▸ **本文**:
○ ○ ○
説明

粉じんの最小発火エネルギー測定における着火遅延時間決定方法

【課題】着火遅延時間を変えて実験を行う回数を減らすことができ、試験時間を短縮できる粉じんの最小発火エネルギー測定における着火遅延時間決定方法を提供する。
【解決手段】ハルトマン型円筒10の下端より粉体を吹き上げ、粉体と気体とが混在する混合物に着火して最小発火エネルギーを測定する方法における着火遅延時間を決定する方法であって、ハルトマン型円筒10内に粉体を吹き上げた後、粉じん雲mに着火せずにハルトマン型円筒10内における粉体の動きを観察し、観察された粉体の動きに基づいて着火遅延時間を決定する。火花を発生させる時間を順次変化させながら最小発火エネルギーを求める場合に比べて、試験を繰り返す回数を少なくでき、試験期間を短縮できる。

【発明の詳細な説明】
【技術分野】
【0001】
本発明は、粉じんの最小発火エネルギー測定における着火遅延時間決定方法に関する。さらに詳しくは、吹き上り法により粉じん雲を形成する粉じん爆発試験装置を使用した粉じんの最小発火エネルギー測定における着火遅延時間決定方法に関する。
【背景技術】
【0002】
ある一定濃度の粉じんが気体中に浮遊している場合に、火花などにより粉じんに着火すると粉じん爆発が生じる。かかる粉じん爆発は、小麦粉等の食品やプラスチック粉末、金属粉末等種々の粉体において生じる現象であるので、各種粉体の粉じん爆発を予防する上では、各種粉体についてそれぞれ粉じん爆発が生じる条件を把握することが重要である。
【0003】
各種粉体について粉じん爆発が生じる条件を把握するために、各種粉体の最小発火エネルギーを測定することが行われている。
各種粉体の最小発火エネルギーは、その各種粉体が気体中に均一混合された状態で測定することが理想であるが、かかる状態を得ることは非常に難しい。このため、粉じんを形成する方法等の条件が変われば、得られる最小発火エネルギーの値が大きく異なってしまう可能性がある。
【0004】
最小発火エネルギーの測定精度を一定に保つために、実験装置や試料粉じんの事前処理等を規定した測定方法が定められているが、その一つにCEN(欧州標準化委員会)によって作成された欧州規格がある。この欧州規格では、粉じんの最小発火エネルギーは、ハルトマン型円筒を用いて以下の手順で測定することが規定されている(非特許文献1)。
○ ○ ○
▸ **表示資料**:
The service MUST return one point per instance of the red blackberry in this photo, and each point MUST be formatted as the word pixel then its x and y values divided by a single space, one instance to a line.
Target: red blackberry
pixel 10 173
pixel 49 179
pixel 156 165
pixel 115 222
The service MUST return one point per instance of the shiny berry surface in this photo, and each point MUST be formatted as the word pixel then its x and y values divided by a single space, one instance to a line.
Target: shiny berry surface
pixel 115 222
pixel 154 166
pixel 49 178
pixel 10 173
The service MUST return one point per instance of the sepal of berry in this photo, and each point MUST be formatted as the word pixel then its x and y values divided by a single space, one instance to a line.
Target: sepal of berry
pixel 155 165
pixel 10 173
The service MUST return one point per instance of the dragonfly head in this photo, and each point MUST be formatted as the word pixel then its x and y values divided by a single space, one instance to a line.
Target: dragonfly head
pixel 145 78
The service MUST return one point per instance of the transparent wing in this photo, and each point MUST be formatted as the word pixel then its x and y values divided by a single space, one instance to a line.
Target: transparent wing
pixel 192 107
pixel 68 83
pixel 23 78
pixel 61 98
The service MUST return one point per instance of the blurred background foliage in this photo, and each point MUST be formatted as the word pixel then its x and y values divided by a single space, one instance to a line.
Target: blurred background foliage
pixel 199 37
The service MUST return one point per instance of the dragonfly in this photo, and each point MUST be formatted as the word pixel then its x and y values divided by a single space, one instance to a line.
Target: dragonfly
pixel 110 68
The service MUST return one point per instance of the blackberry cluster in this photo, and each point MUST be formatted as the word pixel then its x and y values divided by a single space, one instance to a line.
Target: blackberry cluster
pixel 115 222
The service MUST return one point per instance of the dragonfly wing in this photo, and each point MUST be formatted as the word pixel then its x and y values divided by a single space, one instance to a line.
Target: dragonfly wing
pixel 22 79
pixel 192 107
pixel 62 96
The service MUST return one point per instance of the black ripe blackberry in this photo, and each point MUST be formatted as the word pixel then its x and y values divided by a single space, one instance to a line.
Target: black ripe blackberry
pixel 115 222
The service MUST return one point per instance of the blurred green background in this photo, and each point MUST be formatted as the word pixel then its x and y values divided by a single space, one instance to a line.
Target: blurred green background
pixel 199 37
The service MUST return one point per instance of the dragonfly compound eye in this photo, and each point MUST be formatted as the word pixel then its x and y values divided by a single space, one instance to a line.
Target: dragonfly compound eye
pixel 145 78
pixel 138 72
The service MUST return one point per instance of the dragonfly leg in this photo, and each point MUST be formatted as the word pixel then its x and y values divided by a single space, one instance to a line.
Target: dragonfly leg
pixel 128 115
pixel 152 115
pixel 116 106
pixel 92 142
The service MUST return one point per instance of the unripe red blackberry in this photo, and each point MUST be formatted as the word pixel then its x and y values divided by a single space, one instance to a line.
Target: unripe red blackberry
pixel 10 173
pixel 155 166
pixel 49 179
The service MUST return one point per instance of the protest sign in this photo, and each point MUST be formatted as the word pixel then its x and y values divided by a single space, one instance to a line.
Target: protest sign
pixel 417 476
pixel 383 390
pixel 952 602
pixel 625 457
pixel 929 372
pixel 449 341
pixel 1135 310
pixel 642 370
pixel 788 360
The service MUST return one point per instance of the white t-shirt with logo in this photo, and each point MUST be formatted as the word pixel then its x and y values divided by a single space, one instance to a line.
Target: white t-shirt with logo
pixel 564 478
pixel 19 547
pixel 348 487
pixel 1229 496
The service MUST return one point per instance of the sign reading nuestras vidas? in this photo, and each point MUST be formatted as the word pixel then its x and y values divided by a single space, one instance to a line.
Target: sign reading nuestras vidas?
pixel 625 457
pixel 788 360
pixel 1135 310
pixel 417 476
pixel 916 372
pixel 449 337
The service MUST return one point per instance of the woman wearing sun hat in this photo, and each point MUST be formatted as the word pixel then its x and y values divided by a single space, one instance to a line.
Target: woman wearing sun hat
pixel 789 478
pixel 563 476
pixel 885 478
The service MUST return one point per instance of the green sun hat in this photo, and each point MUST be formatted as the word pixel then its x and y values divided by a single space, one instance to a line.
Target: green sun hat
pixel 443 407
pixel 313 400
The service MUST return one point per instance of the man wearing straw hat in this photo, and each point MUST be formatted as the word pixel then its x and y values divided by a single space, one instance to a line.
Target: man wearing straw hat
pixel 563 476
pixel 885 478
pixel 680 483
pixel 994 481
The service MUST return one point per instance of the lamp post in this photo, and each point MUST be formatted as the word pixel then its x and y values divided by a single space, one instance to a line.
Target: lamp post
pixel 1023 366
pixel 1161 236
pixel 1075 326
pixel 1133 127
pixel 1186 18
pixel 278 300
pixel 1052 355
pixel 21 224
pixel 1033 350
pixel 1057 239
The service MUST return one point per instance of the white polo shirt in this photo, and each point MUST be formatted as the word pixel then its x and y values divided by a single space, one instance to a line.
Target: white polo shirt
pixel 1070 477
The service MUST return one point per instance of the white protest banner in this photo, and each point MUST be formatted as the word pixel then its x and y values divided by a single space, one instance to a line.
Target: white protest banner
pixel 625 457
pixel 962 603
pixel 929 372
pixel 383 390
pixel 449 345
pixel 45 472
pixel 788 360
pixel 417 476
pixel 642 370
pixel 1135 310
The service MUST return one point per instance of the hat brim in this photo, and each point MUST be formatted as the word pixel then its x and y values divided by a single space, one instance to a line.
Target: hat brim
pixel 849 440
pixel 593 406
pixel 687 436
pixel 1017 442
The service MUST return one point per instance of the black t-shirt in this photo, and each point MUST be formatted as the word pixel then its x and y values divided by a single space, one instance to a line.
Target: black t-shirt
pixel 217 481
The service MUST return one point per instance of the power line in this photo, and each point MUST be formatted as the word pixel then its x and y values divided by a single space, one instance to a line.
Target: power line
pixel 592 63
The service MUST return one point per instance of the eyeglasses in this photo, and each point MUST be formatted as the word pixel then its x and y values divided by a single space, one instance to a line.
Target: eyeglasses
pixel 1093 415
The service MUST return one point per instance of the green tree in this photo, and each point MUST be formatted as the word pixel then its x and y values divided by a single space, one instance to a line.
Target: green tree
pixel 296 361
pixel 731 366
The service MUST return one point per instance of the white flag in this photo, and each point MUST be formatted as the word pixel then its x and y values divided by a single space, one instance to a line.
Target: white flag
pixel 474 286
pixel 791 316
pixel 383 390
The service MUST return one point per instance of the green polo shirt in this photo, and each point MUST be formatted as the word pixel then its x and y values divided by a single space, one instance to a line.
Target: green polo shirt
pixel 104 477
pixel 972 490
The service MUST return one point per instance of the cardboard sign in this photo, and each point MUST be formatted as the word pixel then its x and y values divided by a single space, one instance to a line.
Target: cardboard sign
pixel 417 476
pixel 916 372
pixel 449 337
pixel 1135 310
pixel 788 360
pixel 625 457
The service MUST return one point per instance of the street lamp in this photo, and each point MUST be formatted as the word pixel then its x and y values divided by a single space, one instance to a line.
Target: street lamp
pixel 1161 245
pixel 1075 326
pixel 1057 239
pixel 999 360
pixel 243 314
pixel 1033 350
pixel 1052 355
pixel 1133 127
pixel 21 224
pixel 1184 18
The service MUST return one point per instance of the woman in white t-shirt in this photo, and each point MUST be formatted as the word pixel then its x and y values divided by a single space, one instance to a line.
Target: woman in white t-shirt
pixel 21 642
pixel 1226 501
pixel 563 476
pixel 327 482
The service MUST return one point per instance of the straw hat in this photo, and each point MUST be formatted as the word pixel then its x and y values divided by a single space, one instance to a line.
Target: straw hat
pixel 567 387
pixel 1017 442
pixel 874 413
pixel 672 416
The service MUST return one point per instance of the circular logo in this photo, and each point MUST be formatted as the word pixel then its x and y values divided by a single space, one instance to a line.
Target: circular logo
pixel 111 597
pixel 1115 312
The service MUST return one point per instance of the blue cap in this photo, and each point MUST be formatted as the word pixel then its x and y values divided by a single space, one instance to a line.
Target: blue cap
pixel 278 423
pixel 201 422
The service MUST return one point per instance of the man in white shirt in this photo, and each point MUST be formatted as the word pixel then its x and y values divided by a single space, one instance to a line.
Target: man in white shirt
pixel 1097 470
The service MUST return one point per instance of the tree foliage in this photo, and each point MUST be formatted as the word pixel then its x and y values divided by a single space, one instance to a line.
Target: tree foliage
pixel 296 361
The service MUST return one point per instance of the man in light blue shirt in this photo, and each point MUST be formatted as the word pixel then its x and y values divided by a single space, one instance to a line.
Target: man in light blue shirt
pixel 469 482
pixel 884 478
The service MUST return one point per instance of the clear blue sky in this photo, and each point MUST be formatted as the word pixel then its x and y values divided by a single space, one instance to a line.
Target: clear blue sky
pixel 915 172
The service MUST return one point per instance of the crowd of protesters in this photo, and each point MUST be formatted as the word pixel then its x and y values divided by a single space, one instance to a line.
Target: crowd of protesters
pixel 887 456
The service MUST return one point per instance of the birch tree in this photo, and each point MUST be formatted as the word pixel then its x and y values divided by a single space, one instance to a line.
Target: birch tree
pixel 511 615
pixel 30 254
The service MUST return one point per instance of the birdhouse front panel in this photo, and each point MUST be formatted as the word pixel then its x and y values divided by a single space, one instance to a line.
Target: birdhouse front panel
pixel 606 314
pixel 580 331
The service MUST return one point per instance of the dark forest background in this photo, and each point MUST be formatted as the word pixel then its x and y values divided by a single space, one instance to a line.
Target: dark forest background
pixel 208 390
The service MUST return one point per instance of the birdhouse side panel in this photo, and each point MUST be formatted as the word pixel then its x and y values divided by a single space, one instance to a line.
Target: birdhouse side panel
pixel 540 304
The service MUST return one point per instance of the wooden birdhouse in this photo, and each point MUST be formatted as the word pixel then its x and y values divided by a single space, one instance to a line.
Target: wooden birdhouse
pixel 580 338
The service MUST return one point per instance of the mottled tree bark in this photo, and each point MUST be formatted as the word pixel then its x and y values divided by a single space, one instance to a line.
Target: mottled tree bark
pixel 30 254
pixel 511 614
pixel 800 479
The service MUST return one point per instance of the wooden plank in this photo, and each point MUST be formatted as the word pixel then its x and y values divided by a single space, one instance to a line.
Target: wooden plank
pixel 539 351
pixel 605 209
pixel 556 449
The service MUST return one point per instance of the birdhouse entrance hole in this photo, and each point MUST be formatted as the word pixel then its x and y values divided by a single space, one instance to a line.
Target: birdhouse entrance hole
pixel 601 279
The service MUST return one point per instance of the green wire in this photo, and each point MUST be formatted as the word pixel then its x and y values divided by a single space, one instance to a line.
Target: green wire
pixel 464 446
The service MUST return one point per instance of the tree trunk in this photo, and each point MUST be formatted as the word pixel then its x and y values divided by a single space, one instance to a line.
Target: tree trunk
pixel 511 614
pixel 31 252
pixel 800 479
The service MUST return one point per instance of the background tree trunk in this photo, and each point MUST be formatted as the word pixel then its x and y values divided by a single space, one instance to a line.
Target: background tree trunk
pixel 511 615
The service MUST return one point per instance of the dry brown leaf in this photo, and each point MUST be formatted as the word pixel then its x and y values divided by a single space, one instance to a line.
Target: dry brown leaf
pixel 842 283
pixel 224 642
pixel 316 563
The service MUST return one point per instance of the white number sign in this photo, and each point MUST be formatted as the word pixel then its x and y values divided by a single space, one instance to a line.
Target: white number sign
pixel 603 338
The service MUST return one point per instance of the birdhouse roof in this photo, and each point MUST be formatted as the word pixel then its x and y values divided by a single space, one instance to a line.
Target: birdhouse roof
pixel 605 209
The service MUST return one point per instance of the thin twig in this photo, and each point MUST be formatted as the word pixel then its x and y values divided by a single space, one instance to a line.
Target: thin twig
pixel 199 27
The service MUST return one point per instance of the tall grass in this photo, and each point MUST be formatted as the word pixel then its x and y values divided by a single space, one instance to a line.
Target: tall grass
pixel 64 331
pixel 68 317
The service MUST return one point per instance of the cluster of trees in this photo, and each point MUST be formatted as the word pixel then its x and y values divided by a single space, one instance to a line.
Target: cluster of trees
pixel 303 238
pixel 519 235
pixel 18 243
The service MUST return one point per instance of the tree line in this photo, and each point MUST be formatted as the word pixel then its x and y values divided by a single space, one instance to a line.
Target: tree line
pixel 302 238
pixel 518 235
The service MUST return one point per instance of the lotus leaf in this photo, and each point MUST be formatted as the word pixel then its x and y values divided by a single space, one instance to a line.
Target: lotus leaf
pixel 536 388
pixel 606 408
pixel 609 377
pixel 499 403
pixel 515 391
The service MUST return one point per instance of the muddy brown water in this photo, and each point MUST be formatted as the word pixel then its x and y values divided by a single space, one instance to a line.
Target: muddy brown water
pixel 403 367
○ ○ ○
▸ **課題 A**:
次の(i)〜(iii)が粉じん爆発の文章の内容と合っているかを、それぞれ「はい」か「いいえ」で答えてください。決め手になった文章中の言葉もそのまま引用してください。
(i) 小麦粉のような食品でも粉じん爆発は起こる。
(ii) 各種粉体を気体中に均一に混ぜた状態は、簡単に作ることができる。
(iii) 文中の欧州規格は、CENによって作られたものである。
▸ **課題 B**:
粉じん爆発の文章が終わっているところから先を、続けて書き進めてください。
上の一覧は使わなくてかまいません。

▸ **解答 A**:
(i) はい。「小麦粉等の食品やプラスチック粉末、金属粉末等種々の粉体において生じる現象である」
(ii) いいえ。「かかる状態を得ることは非常に難しい」
(iii) はい。「CEN(欧州標準化委員会)によって作成された欧州規格がある」

▸ **解答 B**:
【0005】
(手順1)
試験する粉体(試験粉体)によって所定の濃度の粉じん雲を形成し、この粉じん雲に対して放電による火花によって着火する着火試験を繰り返す。そして、10回の着火試験において、すべてで発火しなくなるまで、火花を形成するエネルギー(火花エネルギー)を段階的(例えば、50%ずつ)に低下させて、最低エネルギーを求める。この間、粉じん濃度および着火遅延時間は一定に保たれる。なお、試験は、所定の濃度の粉じん雲に確実に発火させることができる火花エネルギー値から試験を開始する。また、着火遅延時間とは、試験粉体が試験装置内(ハルトマン型円筒内)に分散・浮遊し始めた時点から着火源を起動させるまでの時間を意味している。
(手順2)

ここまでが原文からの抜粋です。